To do>
1. Please quote from the forum thread on talk radio, starting at "Let the market" and ending at "on in Chicago.".
2. Translate this sentence from the forum thread on talk radio into Spanish: "Anyone can go out and publish a newspaper or magazine without government interaction."
3. Name every city that the forum thread on talk radio mentions.

Document extract>

━━━━━━━━━━━━━━━━━━━━━━━━━━━━━━

First Amendment, Round Two: Talk Radio Restricted

Status
Not open for further replies.
seems to me, that one side here is trying to explain the FCC RULES and LAWS

while the other side is trying to explain THE CONSTITUTION


lately, as you've probably noticed, the constitution has been losing.


nevertheless, I don't recall the constitution saying ANYTHING about equal time. It only says the government shall not make any law abridging the freedom of speech, which is pretty friggin clear.

it doesn't matter that DJs don't have an enumerated right to speak via mass media, or over a technology that has finite capacity, such that all 290 million americans can't aire our opinions equally.

one could reasonably argue that the tenth amendment gives the states the ability to dole out bandwidth or otherwise make laws...

but as long as the F in FCC stands for Federal, then regardless of political realities, an argument that this stinks, based on a reasonable interpretation of the constitution, is iron-clad.
 
Yes speech has a dollar value. Especially when it's on my dime (the public).

The government may controle the airwaves but they aren't financing the infrastructure.

Let the market decide who succeeds.

If someone owns 20 stations in Chicagoland and wants to put AirAmerica radio on all 20, more power to them. I doubt their combined numbers would touch Rush Limbaugh's ratings on the one station he is on in Chicago.

Free to succede and free to fail.
 
Flyboy you can sniff all you want.

There are almost 80 stations in Los Angeles alone. 50 are on the air. Clear Channel owns 11 of these stations. As of last year, there were over 13,000 licensed radion stations in the US.

You cannot go out tomorrow and start up a radio station without going through the FCC. That is a fact. You can argue it all you want. Anyone can go out and publish a newspaper or magazine without government interaction. That is a significant difference.

Clear Channel Communication owns almost 1200 stations, almost 10% of the total focused in 191 markets across the US. 133 of these are news stations. Arbitron numbers show they control almost 30% of the radio market across the US. These stations share news, media, broadcasts, ect. 3,161 stations in the US are owned by 20 companies. Of the 80 stations in North Dakato, 23 are owned by Clear Channel. There are 24 stations in Phoenix, Arizona. Clear Channel owns 8 of them. In San Diego, there are 25 stations. Clear Channel owns 9.

Radio is no longer a local entity. The original governing charter for the FCC was the promotion of fair and equitable access withing a local area. Under FCC deregulation, stations no longer have to produce news broadcasts locally. Broadcast corporations are canning media and sharing it among their stations across the US in a cookie cutter approach.

━━━━━━━━━━━━━━━━━━━━━━━━━━━━━━

Excerpted data>
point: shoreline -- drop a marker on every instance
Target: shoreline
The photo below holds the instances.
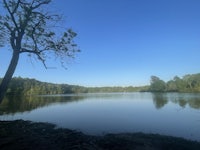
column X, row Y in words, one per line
column 21, row 134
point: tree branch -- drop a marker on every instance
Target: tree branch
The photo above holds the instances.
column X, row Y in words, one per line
column 39, row 4
column 38, row 53
column 11, row 14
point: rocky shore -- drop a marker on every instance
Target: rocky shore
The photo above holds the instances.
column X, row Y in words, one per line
column 21, row 135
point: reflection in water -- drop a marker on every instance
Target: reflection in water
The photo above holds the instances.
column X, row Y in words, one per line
column 111, row 112
column 182, row 99
column 14, row 104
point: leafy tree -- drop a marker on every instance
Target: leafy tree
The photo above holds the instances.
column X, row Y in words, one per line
column 157, row 85
column 28, row 28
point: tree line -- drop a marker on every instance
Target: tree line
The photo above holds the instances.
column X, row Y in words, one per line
column 26, row 86
column 188, row 83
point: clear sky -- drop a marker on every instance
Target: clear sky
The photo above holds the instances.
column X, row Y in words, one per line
column 123, row 42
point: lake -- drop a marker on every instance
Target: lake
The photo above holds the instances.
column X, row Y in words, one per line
column 174, row 114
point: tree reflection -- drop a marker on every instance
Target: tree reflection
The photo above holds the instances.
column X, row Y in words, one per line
column 13, row 104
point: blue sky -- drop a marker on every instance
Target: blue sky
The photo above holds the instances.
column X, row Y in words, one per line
column 122, row 42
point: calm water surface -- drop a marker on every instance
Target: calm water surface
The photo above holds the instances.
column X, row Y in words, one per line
column 175, row 114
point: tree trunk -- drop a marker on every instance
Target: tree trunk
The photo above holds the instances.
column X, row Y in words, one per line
column 8, row 75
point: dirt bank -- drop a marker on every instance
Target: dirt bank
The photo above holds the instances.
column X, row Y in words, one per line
column 19, row 135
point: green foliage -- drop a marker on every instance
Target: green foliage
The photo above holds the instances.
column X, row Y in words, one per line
column 189, row 83
column 157, row 85
column 25, row 86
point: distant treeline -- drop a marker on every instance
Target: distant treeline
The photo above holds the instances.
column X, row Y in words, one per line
column 188, row 83
column 26, row 86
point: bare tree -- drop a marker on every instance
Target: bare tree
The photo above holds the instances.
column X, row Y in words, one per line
column 27, row 28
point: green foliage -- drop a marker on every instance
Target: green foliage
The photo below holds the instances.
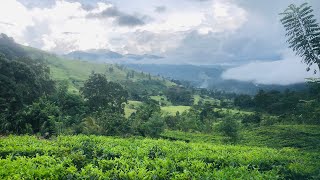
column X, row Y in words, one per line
column 96, row 157
column 102, row 94
column 303, row 32
column 154, row 126
column 21, row 83
column 179, row 96
column 252, row 118
column 230, row 128
column 112, row 123
column 148, row 121
column 244, row 101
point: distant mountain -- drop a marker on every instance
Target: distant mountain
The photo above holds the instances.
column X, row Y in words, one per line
column 209, row 77
column 103, row 55
column 77, row 71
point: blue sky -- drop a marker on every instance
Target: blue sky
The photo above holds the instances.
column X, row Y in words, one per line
column 240, row 33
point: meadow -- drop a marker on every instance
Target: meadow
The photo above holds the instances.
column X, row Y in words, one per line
column 100, row 157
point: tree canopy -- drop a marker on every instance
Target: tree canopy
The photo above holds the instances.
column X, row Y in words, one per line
column 303, row 33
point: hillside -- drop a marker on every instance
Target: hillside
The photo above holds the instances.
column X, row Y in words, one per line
column 97, row 157
column 77, row 71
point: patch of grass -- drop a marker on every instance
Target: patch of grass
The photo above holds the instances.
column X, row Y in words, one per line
column 304, row 137
column 172, row 110
column 131, row 107
column 163, row 100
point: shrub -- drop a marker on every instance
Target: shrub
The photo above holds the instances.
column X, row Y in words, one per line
column 229, row 127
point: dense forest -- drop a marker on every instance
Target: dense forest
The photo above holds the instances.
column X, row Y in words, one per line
column 112, row 122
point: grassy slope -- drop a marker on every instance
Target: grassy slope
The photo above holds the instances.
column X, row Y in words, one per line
column 96, row 157
column 303, row 137
column 77, row 71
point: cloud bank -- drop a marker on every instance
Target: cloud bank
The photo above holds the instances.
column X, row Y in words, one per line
column 223, row 32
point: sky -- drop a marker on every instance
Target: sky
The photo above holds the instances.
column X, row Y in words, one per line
column 243, row 34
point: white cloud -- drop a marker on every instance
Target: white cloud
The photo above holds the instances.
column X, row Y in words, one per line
column 63, row 26
column 289, row 70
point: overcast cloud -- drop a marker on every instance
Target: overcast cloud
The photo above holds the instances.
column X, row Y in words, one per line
column 243, row 33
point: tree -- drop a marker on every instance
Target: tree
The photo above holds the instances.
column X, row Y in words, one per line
column 230, row 128
column 22, row 81
column 303, row 32
column 102, row 94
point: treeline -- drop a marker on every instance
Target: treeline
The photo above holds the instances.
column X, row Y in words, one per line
column 32, row 103
column 288, row 106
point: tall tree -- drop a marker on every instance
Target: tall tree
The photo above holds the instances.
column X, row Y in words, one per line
column 303, row 33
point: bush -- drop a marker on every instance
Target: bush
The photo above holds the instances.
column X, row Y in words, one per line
column 252, row 118
column 154, row 126
column 229, row 127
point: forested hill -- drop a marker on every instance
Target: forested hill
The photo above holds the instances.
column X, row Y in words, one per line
column 77, row 71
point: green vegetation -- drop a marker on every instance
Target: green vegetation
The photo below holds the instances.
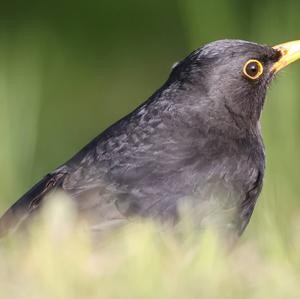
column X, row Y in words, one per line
column 67, row 71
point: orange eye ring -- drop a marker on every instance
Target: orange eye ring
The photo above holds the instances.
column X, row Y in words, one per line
column 253, row 69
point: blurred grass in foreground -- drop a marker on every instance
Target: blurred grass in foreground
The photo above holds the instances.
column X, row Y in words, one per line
column 143, row 260
column 66, row 76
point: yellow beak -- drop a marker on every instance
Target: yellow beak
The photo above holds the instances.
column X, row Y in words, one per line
column 290, row 52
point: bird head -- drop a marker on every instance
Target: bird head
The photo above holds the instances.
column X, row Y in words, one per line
column 231, row 76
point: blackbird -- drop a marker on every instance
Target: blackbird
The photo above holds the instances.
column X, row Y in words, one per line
column 196, row 141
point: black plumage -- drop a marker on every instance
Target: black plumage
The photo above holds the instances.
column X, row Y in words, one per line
column 197, row 140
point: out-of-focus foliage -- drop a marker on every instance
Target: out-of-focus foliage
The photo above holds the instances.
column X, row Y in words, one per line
column 143, row 260
column 69, row 69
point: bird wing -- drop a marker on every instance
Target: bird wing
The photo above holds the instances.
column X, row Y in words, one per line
column 20, row 211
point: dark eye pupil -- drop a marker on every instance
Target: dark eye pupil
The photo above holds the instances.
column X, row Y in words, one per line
column 252, row 69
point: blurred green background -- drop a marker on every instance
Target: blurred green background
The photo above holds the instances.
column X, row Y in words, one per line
column 68, row 69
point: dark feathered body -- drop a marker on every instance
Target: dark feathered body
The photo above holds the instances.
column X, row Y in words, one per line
column 196, row 140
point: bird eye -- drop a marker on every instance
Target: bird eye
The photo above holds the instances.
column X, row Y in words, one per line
column 253, row 69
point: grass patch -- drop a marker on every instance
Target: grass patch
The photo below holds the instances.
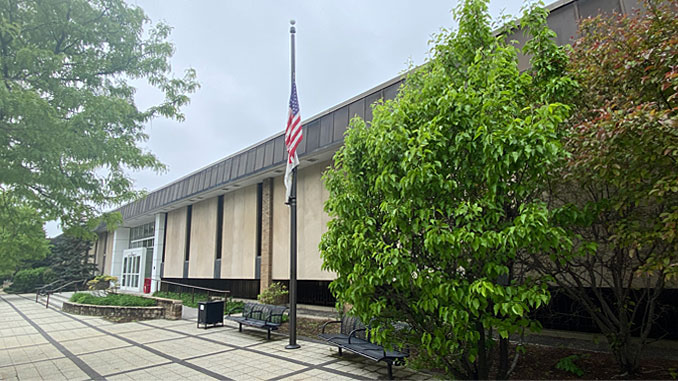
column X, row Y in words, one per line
column 188, row 300
column 112, row 300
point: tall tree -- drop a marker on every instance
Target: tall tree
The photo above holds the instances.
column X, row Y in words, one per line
column 22, row 238
column 433, row 202
column 69, row 125
column 70, row 260
column 618, row 192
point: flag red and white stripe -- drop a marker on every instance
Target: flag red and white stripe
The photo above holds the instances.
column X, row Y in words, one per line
column 293, row 136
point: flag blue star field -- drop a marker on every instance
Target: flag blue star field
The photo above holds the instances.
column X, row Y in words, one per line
column 293, row 136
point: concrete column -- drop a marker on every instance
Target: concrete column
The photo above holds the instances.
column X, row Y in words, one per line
column 266, row 235
column 158, row 245
column 120, row 244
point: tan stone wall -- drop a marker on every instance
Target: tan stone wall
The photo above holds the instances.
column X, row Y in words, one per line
column 266, row 234
column 203, row 239
column 175, row 244
column 240, row 234
column 311, row 224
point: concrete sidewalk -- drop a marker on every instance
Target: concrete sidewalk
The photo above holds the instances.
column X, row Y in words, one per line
column 40, row 343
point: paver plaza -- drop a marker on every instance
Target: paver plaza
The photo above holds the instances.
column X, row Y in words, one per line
column 40, row 343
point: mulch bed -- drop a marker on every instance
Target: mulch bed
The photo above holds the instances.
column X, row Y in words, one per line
column 539, row 361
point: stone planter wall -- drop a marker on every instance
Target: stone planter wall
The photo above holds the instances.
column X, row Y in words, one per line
column 133, row 313
column 172, row 308
column 166, row 309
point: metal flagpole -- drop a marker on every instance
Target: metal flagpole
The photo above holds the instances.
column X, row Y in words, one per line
column 293, row 232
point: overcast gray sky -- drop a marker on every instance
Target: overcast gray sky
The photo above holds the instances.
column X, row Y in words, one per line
column 240, row 50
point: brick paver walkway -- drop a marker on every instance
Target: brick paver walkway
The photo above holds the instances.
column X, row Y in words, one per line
column 40, row 343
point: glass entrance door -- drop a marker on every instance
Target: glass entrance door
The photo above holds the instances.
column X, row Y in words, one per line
column 132, row 263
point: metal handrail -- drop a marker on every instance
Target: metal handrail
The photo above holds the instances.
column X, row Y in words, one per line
column 226, row 293
column 43, row 289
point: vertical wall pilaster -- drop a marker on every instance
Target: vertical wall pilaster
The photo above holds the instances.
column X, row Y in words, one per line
column 266, row 235
column 158, row 244
column 120, row 244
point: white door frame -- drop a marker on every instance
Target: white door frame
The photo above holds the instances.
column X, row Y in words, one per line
column 128, row 275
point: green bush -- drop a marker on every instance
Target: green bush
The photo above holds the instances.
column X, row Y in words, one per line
column 101, row 282
column 188, row 300
column 112, row 300
column 30, row 279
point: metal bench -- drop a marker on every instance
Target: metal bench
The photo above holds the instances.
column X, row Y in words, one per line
column 354, row 337
column 262, row 316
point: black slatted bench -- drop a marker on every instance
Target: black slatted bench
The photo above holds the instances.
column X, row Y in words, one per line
column 354, row 337
column 262, row 316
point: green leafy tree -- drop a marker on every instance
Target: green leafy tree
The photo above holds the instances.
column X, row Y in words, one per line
column 22, row 238
column 70, row 259
column 618, row 191
column 69, row 125
column 433, row 202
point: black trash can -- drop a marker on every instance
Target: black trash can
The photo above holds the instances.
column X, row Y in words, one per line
column 211, row 313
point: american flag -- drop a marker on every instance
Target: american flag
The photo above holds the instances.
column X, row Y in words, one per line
column 293, row 136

━━━━━━━━━━━━━━━━━━━━━━━━━━━━━━

Responses for each task>
1.
Let the market decide who succeeds.

If someone owns 20 stations in Chicagoland and wants to put AirAmerica radio on all 20, more power to them. I doubt their combined numbers would touch Rush Limbaugh's ratings on the one station he is on in Chicago.

2. Cualquiera puede salir y publicar un periódico o una revista sin interacción del gobierno.

3.
- Chicago
- Los Angeles
- Phoenix
- San Diego